> **Page**
##########

Vous trouverez, je crois, déjà beaucoup plus de force dans le développement de l’action du Tannhœuser par des motifs intérieurs. La catastrophe finale naît ici sans le moindre effort d’une lutte lyrique et poétique où nulle autre puissance que celle des dispositions morales les plus secrètes n’amène le dénoûment, de sorte que la forme même de ce dénoûment relève d’un élément purement lyrique.

L’intérêt du Lohengrin repose tout entier sur une péripétie qui s’accomplit dans le cœur d’Elsa et qui touche à tous les mystères de l’âme. La durée d’un charme qui répand une félicité merveilleuse et remplit tout de la sécurité la plus entière, dépend d’une seule condition, c’est que jamais ne soit proférée cette question : « D’où viens-tu ? » Mais une profonde, une implacable détresse arrache violemment d’un cœur de femme cette question comme un cri, et le charme a disparu. Vous devinez la liaison particulière de cette question tragique avec le « pourquoi » théorique dont j’ai parlé plus haut.

##########

Recopiez sans rien modifier le passage de la page ci-dessus qui commence par « L’intérêt du Lohengrin » et se termine par « parlé plus haut. ».

> **Lignes extraites**
##########

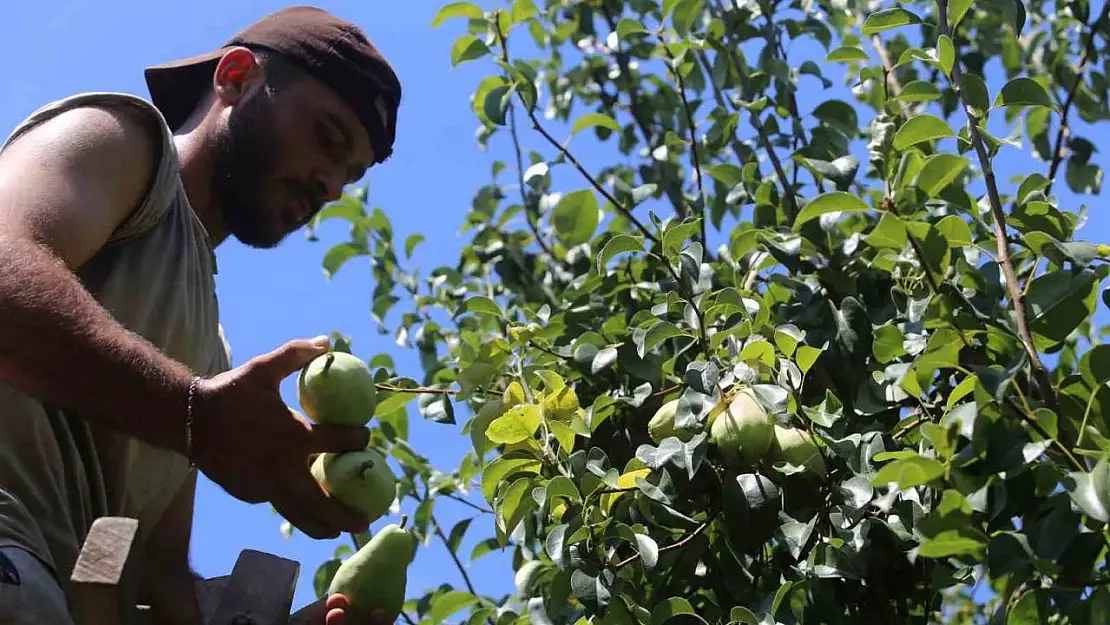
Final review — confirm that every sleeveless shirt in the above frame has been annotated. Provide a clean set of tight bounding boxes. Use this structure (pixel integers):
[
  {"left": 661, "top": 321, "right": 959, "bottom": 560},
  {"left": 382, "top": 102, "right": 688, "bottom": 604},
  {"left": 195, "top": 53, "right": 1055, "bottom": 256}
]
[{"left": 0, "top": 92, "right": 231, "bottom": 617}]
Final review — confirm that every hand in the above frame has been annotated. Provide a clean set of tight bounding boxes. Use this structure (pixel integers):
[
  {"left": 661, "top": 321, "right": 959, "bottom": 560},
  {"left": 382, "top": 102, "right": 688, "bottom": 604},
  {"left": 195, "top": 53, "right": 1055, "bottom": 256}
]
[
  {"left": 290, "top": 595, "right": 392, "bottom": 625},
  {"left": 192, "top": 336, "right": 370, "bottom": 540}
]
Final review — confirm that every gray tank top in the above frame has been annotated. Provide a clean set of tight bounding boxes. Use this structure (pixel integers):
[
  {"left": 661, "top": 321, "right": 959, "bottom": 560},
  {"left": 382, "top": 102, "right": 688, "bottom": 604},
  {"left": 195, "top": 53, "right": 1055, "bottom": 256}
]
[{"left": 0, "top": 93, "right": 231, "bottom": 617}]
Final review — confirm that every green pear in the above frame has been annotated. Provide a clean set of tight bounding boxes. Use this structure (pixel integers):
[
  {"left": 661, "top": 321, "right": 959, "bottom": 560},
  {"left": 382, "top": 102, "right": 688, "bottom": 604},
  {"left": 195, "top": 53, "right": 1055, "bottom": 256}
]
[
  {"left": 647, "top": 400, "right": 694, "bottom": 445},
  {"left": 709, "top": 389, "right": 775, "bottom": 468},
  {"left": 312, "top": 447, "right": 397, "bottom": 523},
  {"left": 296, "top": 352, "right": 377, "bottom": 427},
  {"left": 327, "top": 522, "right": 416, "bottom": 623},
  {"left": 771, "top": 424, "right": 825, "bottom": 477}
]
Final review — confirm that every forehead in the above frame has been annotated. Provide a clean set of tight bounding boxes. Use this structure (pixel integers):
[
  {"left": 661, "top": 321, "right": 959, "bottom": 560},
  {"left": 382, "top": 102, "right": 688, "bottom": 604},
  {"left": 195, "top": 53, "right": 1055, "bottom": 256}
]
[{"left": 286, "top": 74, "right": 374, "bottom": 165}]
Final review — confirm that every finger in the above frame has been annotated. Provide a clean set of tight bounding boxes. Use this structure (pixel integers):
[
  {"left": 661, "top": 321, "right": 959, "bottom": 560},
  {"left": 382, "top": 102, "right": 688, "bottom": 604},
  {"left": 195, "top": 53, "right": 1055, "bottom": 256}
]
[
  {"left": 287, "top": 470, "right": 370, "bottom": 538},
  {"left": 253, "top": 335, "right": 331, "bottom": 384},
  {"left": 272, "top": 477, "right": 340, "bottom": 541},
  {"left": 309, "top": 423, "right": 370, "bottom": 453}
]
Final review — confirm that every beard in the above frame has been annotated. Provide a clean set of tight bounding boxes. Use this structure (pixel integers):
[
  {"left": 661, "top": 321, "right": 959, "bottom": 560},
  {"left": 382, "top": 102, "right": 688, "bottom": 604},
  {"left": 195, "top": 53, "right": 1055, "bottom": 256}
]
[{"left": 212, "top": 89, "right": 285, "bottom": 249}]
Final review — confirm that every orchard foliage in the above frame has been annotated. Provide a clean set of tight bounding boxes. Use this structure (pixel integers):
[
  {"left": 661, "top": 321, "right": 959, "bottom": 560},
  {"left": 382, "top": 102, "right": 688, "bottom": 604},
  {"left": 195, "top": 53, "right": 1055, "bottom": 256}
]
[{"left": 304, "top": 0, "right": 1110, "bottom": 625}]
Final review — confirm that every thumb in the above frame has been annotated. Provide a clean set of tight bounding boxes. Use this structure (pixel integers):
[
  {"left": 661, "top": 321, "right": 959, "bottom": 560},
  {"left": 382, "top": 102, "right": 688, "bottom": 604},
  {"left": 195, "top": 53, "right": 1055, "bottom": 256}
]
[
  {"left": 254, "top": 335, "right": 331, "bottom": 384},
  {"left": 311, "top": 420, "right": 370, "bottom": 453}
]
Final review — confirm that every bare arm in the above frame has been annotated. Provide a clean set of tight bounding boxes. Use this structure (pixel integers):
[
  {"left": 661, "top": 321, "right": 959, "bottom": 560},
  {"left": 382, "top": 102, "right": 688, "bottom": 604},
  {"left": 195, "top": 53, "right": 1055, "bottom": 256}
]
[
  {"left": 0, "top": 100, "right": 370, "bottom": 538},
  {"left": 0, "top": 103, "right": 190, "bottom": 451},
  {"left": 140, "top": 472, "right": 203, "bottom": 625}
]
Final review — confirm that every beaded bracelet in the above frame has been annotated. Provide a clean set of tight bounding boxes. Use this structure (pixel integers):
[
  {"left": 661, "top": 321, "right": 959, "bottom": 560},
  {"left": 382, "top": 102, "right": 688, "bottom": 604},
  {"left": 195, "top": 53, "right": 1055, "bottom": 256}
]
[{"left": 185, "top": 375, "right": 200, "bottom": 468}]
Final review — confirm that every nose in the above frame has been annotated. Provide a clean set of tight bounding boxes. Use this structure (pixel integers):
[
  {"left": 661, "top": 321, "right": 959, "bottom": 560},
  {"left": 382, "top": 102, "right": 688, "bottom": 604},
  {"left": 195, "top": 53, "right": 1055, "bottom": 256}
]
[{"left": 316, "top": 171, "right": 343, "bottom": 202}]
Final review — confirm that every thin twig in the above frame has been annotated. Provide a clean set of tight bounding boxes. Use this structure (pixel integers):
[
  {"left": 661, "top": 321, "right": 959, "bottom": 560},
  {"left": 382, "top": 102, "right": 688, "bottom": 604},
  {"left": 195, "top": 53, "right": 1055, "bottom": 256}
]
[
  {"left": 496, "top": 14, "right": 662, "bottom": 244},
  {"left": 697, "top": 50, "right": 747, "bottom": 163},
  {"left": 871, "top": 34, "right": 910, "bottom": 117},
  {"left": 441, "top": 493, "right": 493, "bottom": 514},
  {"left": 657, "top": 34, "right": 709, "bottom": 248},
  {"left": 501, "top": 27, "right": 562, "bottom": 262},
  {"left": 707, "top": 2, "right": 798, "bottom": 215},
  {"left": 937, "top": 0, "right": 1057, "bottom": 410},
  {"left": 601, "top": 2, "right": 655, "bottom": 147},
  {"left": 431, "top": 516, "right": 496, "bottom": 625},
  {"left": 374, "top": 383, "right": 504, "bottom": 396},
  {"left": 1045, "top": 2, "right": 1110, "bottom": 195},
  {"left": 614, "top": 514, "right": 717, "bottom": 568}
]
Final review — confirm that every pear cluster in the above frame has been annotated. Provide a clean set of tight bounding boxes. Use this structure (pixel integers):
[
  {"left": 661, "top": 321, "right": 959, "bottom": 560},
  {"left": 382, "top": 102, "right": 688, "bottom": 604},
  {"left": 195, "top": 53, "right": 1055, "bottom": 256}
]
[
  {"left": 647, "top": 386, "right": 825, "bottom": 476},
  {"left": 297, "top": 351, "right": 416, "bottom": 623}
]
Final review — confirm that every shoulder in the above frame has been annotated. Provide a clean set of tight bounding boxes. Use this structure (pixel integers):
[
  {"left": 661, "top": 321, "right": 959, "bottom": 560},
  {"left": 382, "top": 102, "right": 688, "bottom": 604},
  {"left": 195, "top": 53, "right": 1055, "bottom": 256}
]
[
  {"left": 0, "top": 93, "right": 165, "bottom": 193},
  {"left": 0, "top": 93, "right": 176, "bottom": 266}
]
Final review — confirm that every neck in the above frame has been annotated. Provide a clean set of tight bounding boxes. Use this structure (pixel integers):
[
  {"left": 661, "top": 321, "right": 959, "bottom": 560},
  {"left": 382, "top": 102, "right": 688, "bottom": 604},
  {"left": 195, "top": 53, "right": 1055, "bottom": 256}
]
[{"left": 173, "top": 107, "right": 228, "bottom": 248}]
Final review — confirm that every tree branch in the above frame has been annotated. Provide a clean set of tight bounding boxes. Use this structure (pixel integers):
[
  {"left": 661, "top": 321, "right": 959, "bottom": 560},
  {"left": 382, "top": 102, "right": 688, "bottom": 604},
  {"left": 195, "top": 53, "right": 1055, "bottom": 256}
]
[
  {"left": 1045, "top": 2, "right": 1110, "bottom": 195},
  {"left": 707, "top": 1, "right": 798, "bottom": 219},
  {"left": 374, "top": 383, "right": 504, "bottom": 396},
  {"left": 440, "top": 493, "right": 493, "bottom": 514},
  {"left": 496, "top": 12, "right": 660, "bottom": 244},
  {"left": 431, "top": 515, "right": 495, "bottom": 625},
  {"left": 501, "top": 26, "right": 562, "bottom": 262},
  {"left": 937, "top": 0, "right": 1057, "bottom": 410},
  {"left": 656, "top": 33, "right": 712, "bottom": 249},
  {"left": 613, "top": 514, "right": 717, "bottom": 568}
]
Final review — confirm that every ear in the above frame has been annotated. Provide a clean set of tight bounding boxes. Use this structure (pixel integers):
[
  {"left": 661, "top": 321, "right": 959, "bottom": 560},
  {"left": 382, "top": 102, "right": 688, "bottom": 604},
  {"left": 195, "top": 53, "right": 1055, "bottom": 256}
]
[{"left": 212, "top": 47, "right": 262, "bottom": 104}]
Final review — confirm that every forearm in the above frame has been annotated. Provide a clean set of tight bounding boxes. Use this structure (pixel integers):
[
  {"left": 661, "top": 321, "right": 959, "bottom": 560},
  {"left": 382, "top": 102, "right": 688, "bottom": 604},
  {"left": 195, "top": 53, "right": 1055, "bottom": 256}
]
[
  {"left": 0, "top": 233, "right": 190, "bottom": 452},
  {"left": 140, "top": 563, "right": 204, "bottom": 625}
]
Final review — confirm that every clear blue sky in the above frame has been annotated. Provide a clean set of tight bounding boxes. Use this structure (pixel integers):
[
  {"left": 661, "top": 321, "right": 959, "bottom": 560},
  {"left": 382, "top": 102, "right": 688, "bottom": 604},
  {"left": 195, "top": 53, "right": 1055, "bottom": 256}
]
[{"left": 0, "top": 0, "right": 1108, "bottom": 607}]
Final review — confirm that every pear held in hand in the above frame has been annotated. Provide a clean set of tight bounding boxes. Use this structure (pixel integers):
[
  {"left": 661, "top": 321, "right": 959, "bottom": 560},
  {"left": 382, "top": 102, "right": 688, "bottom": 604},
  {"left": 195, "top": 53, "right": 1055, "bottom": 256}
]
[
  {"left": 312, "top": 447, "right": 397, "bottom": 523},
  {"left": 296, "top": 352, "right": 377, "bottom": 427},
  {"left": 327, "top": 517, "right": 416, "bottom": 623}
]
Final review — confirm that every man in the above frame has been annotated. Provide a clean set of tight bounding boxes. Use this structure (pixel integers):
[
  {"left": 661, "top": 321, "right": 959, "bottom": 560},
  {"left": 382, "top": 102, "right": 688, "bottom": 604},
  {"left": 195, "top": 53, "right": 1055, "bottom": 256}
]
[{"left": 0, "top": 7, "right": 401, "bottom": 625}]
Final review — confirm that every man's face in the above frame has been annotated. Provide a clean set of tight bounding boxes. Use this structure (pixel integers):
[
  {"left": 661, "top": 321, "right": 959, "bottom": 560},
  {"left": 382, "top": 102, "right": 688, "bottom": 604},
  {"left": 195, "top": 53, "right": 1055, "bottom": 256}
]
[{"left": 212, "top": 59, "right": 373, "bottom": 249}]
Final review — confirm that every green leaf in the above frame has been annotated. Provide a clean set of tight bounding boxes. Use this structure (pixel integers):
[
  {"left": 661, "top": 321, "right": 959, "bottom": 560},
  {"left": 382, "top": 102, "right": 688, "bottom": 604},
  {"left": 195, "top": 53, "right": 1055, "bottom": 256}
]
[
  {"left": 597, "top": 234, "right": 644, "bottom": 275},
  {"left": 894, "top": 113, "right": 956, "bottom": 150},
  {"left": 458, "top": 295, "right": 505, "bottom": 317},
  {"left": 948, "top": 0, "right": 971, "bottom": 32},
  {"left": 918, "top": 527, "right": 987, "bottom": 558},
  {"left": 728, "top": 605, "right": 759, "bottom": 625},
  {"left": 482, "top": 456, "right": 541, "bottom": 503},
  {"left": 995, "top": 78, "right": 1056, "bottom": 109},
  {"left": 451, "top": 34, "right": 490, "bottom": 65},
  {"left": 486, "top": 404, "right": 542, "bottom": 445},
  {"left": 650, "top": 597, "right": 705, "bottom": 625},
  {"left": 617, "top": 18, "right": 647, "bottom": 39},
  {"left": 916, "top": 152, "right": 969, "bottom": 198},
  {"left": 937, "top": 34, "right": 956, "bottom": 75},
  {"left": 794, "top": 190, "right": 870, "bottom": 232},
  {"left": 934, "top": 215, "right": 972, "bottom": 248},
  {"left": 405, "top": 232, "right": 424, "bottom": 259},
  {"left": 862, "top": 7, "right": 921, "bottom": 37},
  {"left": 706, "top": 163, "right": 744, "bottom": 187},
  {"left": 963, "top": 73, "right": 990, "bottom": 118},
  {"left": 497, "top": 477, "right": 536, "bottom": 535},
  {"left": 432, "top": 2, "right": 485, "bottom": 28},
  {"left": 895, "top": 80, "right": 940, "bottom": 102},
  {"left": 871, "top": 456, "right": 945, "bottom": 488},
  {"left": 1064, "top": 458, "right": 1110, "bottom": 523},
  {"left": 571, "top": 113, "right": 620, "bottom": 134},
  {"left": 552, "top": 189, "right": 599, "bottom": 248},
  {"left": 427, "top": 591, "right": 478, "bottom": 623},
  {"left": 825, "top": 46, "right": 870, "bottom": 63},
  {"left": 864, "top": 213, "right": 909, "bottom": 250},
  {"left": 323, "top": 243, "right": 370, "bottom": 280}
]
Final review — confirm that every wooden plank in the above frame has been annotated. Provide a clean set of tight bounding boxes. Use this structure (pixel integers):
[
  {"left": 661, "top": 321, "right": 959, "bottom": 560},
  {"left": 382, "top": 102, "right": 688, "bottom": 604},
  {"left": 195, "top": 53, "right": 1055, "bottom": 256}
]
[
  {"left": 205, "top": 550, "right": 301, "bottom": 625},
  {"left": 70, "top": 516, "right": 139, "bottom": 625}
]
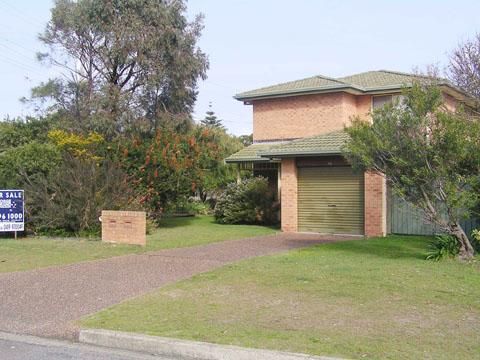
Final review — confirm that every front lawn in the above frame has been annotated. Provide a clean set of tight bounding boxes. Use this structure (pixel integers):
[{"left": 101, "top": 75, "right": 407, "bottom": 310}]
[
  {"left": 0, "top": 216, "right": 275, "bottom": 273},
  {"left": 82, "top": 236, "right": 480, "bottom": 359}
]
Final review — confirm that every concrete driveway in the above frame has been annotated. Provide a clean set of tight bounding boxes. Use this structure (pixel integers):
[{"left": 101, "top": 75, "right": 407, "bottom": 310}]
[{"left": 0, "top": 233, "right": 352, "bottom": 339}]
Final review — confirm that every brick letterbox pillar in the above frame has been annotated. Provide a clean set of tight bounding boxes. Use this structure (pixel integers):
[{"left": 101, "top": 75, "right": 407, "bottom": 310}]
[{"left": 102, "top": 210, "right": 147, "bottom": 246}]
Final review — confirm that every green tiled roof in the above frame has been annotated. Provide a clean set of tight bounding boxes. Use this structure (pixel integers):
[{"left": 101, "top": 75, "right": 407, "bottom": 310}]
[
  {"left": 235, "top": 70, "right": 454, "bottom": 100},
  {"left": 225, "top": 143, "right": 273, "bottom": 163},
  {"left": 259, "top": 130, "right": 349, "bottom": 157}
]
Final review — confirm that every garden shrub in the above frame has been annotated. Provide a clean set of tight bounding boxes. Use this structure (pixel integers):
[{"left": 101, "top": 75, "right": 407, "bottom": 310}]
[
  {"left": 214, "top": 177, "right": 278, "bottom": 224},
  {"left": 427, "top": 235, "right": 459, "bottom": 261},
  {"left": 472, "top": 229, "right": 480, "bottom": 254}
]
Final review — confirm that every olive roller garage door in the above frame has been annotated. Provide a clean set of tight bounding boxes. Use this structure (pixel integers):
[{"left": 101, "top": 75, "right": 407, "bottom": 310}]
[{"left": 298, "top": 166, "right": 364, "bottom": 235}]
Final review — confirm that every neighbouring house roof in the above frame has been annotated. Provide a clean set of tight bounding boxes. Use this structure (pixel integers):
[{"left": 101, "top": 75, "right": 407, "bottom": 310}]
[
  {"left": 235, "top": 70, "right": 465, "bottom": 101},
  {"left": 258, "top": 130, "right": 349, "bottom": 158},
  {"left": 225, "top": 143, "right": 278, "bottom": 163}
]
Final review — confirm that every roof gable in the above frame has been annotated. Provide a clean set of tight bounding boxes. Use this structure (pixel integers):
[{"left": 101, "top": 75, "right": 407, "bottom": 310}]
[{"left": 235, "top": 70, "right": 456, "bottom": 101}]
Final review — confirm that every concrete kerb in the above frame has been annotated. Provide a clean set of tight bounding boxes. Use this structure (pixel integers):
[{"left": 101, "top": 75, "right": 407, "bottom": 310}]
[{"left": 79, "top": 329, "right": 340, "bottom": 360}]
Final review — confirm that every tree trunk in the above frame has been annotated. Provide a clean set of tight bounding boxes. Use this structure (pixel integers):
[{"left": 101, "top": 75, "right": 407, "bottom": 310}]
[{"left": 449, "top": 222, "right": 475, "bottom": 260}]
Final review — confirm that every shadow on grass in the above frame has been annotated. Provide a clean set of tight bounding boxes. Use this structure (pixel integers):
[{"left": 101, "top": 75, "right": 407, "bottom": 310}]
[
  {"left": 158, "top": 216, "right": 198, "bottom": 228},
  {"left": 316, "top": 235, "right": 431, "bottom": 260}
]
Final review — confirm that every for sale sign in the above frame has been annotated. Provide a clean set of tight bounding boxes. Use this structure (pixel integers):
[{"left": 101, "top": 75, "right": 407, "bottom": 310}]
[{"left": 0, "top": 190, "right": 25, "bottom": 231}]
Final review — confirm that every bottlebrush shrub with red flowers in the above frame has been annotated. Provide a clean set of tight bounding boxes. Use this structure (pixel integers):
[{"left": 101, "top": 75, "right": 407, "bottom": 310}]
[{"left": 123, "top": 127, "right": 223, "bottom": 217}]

##########

> **Résultat ci-dessous**
L’intérêt du Lohengrin repose tout entier sur une péripétie qui s’accomplit dans le cœur d’Elsa et qui touche à tous les mystères de l’âme. La durée d’un charme qui répand une félicité merveilleuse et remplit tout de la sécurité la plus entière, dépend d’une seule condition, c’est que jamais ne soit proférée cette question : « D’où viens-tu ? » Mais une profonde, une implacable détresse arrache violemment d’un cœur de femme cette question comme un cri, et le charme a disparu. Vous devinez la liaison particulière de cette question tragique avec le « pourquoi » théorique dont j’ai parlé plus haut.